The government's Fiscal Balance Plan (FBP) announced in October 2018 and supported by USD10 billion funding from Saudi Arabia, Kuwait and the UAE present a credible opportunity for Bahrain to stabilise its public finances. The FBP, which aims to eliminate the fiscal deficit by 2022 and put government debt on a downward trajectory, is Bahrain's clearest medium-term plan in recent years, but there are still significant risks to implementation, in Fitch's view.
The USD10 billion Gulf support package of long-term interest-free loans to be disbursed in 2018-2022 is significant in the context of Bahrain's annual financing needs and will help contain interest costs for the government, which had risen sharply. The announcement of the package led to a compression of bond yields and we expect Bahrain will again be able to access external markets as a result. The assumption of Gulf support has generally underpinned Bahrain's market access and US dollar peg despite extremely low foreign exchange reserves, which dipped below one month of current external payments in 2018.
The first instalment, of USD2.3 billion, was disbursed in October-November, around the time of Bahrain's maturing USD750 million sukuk (there is no published schedule of future disbursements). In 2019-2022 Bahrain faces USD5.3 billion of maturing external debt. Under our forecasts, Bahrain will need the equivalent of USD2.3 billion on average per year of new financing in 2019 and 2020 to cover the budget deficit, with banks in a position to provide a portion of that and roll over holdings of short-term domestic debt.
Gulf backing was already captured in our ratings for Bahrain. There is no public information about conditionality for the support, but Fitch believes that Gulf backing will ultimately materialise even if implementation of the FBP stalls, given the country's small size and strategic importance. The package builds on existing channels of support, which are rooted in deep historical, cultural and familial ties as well as regional rivalries. The USD7.5 billion (close to 20% of GDP) GCC Development Fund provided in the wake of the Arab Spring unrest in 2011 has supported economic growth. Bahrain gets most of its oil from the Abu Sa'afa field shared with Saudi Arabia (it is entitled to 50% of production, but has sometimes received significantly more as a form of support). Gulf corporates and institutions invest heavily in Bahrain, including in government bonds.
A significant reduction in the budget deficit to 7.6% of GDP in 2018 from 12.3% of GDP in 2017, according to preliminary data (including more than 2% of GDP of estimated extra-budgetary spending), largely reflected higher oil prices (up by 33% yoy) accounting for approximately 75% of the deficit reduction. The remainder derived largely from the further cuts in gas subsidies (which shows up in stronger gas revenue), savings on wages (0.5% of GDP) and transfers and subsidies (0.5% of GDP) and on capital spending. These savings more than offset an 0.8% of GDP increase in interest expenditure.
In 2019-2020, despite lower average oil prices, we forecast smaller budget deficits (6.1% and 5.3% of GDP, respectively, again including more than 2% of GDP extra-budgetary spending), because of new measures taken under the FBP and interest cost savings. The FBP is targeting net savings of at least BHD800 million (5.4% of forecast 2019 GDP) in addition to existing policies. New measures include the introduction of 5% VAT; a voluntary retirement scheme (VRS); further subsidy reform; and greater control of operational spending.
___
_Set task 1_
Please rewrite the stretch of the records from their start through the line containing "left=0, top=0, right=1333, bottom=896", replacing "Output" with "Return" and keeping everything else unchanged.

_Given data_
___
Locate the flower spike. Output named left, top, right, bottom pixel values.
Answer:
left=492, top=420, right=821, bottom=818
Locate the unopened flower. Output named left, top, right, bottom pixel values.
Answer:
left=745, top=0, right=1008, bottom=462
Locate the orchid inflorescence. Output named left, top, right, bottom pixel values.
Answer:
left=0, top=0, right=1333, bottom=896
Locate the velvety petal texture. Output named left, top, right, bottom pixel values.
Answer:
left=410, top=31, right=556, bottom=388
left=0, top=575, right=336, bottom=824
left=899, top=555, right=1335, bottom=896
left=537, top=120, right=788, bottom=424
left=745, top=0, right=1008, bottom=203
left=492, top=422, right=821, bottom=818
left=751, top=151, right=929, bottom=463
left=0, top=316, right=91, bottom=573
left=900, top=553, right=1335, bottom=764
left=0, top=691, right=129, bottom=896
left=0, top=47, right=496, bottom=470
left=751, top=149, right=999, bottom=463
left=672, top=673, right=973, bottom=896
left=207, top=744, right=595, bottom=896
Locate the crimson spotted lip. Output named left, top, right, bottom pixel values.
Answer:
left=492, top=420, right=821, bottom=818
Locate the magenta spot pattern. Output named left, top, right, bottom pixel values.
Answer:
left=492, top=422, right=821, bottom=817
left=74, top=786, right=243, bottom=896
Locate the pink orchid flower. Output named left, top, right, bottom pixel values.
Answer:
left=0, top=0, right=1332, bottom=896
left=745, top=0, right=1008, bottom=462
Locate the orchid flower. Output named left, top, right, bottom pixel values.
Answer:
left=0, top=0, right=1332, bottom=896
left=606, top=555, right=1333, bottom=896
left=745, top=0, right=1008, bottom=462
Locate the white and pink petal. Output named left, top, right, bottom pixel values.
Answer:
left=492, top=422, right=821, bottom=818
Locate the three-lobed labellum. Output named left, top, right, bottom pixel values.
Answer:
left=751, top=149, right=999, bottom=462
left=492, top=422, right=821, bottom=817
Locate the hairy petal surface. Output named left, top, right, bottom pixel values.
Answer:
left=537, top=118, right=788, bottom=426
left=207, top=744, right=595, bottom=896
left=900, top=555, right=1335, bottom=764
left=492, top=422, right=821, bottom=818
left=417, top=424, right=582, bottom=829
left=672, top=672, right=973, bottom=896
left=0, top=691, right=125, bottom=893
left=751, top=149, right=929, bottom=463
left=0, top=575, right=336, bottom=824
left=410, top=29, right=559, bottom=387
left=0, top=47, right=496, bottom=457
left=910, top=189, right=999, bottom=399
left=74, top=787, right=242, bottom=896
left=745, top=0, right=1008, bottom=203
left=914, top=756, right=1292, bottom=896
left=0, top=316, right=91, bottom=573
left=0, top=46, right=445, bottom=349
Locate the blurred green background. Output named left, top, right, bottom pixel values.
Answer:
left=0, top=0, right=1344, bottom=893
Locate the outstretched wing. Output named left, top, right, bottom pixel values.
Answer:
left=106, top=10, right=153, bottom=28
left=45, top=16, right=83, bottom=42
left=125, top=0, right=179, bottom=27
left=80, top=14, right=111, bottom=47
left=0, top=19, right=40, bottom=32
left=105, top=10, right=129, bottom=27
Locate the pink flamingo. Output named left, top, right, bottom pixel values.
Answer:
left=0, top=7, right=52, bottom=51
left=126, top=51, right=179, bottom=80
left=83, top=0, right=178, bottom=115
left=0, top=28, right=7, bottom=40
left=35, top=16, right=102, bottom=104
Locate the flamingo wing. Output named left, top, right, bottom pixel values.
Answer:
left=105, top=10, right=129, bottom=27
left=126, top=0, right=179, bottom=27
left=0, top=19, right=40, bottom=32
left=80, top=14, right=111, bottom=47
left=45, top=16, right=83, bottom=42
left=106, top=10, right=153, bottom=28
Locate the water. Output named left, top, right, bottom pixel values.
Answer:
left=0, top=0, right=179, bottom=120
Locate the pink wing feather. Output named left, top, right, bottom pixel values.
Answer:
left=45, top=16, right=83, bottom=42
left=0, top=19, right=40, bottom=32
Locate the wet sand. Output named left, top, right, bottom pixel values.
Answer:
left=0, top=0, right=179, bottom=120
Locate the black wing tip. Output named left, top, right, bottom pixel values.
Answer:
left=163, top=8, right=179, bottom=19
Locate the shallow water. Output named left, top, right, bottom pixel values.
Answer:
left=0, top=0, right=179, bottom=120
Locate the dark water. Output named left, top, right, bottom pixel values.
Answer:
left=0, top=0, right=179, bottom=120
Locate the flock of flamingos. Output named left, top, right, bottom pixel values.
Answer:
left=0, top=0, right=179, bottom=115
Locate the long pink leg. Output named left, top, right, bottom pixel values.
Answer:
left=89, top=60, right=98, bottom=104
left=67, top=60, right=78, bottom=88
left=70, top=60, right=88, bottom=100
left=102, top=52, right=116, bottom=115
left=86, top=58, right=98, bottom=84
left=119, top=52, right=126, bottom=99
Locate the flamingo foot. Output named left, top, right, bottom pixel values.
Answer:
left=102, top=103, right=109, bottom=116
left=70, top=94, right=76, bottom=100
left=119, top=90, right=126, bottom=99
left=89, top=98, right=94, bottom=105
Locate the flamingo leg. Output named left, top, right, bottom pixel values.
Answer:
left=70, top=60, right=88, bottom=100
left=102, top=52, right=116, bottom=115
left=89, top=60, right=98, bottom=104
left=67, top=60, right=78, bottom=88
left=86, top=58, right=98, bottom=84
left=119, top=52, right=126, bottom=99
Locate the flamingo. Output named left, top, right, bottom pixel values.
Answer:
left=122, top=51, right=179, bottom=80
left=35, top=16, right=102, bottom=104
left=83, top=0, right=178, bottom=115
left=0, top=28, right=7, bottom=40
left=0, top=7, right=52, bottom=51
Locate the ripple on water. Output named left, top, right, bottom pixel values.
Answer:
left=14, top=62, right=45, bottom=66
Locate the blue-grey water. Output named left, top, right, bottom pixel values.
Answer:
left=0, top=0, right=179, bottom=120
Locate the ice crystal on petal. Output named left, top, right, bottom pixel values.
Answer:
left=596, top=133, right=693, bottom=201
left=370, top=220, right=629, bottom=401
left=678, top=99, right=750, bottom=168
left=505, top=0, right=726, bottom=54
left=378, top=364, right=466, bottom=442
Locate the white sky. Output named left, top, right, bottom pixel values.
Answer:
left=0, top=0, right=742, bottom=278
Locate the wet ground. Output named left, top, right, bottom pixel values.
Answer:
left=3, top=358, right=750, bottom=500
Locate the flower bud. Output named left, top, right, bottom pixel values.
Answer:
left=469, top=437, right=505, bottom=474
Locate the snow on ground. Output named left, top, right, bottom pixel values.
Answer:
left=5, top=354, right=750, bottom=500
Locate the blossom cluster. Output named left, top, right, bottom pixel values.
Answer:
___
_Set task 2_
Write the next part of the passage on Bahrain's Fiscal Balance Plan, picking up after its last sentence.

_Written reply 1_
Locate the flower spike. Return named left, top, right, bottom pixel values.
Answer:
left=492, top=420, right=821, bottom=818
Locate the unopened flower. Return named left, top, right, bottom pixel values.
Answer:
left=745, top=0, right=1008, bottom=462
Locate the orchid inflorescence. Return named left, top, right, bottom pixel values.
Answer:
left=0, top=0, right=1333, bottom=896

_Written reply 2_
VAT was introduced at the start of 2019 with a headline rate of 5%, as in Saudi Arabia and the UAE, and the government hopes to collect BHD150 million in 2019, rising to BHD300 million in 2020 (1.9% of GDP). A VRS under the FBP has attracted 8,711 applicants (out of 48,000 civil servants) and the first batch left their positions at end-January. The government estimates that headcount reduction could save BHD166 million in 2019 (11% of the 2018 wage bill), with further savings in 2020-22. However, there is uncertainty about the cost and financing (not yet disclosed) of the cash compensation associated with the VRS, which Fitch believes could amount to 5%-7% of GDP but is not included in our fiscal forecasts. The government plans for this to be funded off-budget, but has not yet clarified the source of these funds.
Key risks to the implementation of the FBP, in Fitch's view, include the sustainability of the cut to the workforce and the squeeze on operational spending; whether the ambitious savings on subsidies can indeed be made; and to what extent economic growth can weather the storm of fiscal adjustment. There has been parliamentary pushback against sharper fiscal adjustment in recent years. However, the outgoing parliament approved VAT and the new parliament following the November 2018 election approved the government's overarching four-year action plan in January.
Fitch expects government debt/GDP to stabilise at just over 95% in 2019-2020 and to decline gradually to 2022. Government debt/GDP continued to rise in 2018, to 93% from 88% in 2017. The 2018 government debt figure includes BHD952 million (6.6% of GDP) of liabilities to the central bank and USD2.2 billion (6% of GDP) from the first instalment of the Gulf support package. Without these two items government debt/GDP was 80.4% at end-2018. The government could attempt to monetise state assets, notably parts of Mumtalakat Holding Company. Mumtalakat has a portfolio of assets with a balance sheet value of around 40% of GDP. A large oil discovery in 2018 may bring further fiscal respite when developed in around five years.
For 2019-2020 we forecast average real GDP growth of 2.6%, down from an average of 3.6% in 2013-2018). We assume the hydrocarbons sector to remain flat and for non-oil growth averaging just above 3%, supported by project activity related to state-owned companies (in oil, gas, and aluminium), GCC Development Fund awards and other private sector investment.
Political fault lines, both domestic and regional, will continue to be a source of tension in Bahrain. Lack of reconciliation between the government and the predominantly Shia opposition presents a degree of political risk. Fitch's baseline assumption is that Bahrain's security forces will continue to prevent the sort of escalation of domestic tensions that would materially affect economic stability.
SOVEREIGN RATING MODEL (SRM) and QUALITATIVE OVERLAY (QO)
Fitch's proprietary SRM assigns Bahrain a score equivalent to a rating of 'BB' on the Long-Term Foreign-Currency (LT FC) IDR scale.
Fitch's sovereign rating committee adjusted the output from the SRM to arrive at the final LT FC IDR by applying its QO, relative to rated peers, as follows:
- External Finances: +1 notch, to reflect the boost to external financing flexibility from strong GCC support, which more than outweighs the very low level of foreign reserves
- Public Finances: -1 notch, to reflect low revenue mobilisation, expenditure rigidities, the high fiscal breakeven oil price (forecast at USD91/b in 2019) and the high level of government debt.
- Structural Features: -1 notch, to reflect the political and social constraints on fiscal policy, which have prevented the government from cutting expenditure more rapidly and make it harder to use GDP per capita for generating more substantial diversified revenue.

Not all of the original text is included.